## PROBLEM TO WORK ON
In the passage on patient bias toward doctors, what widely reported 2017 incident is named as one inspiration for the study?

TEXT FOR ANALYSIS below:

Kraft-Todd agrees. “I’m not aware of any studies specifically in the direction of patients’ attributes toward doctors about race or sex bias,” he said.

One inspiration for the study was a widely reported incident in 2017, in which a black female doctor was dismissed by airline attendants after responding to a request to render aid during a passenger’s health crisis.

Another inspiration was the wealth of anecdotal experiences of doctors, such as Esther Choo, MD ’01, MPH, who has written about her professional experiences with prejudice as a mother, a woman, and a person of color.

“Women physicians are perceived differently,” said Safdar. “It’s something that we often talk about, whether in the larger national community, or within specialties or among peers. People understand it and acknowledge that there is a disparity in perception, and then … they just move on.” Safdar hopes that if the hypothesis of the study—that patients demonstrate bias toward doctors—is proven, a baseline can be established that can help advocates find ways to make being a doctor safer for physicians. Especially given the phenomenon of physician burnout.

End of TEXT FOR ANALYSIS.
EXERCISE DATA below:

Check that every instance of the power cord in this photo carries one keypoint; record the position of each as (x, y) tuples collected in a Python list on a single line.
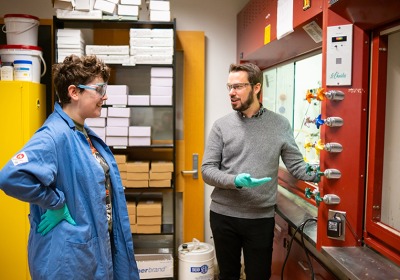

End of EXERCISE DATA.

## OUTPUT FOR THIS TASK
A black female doctor was dismissed by airline attendants after she responded to a request to render aid during a passenger's health crisis.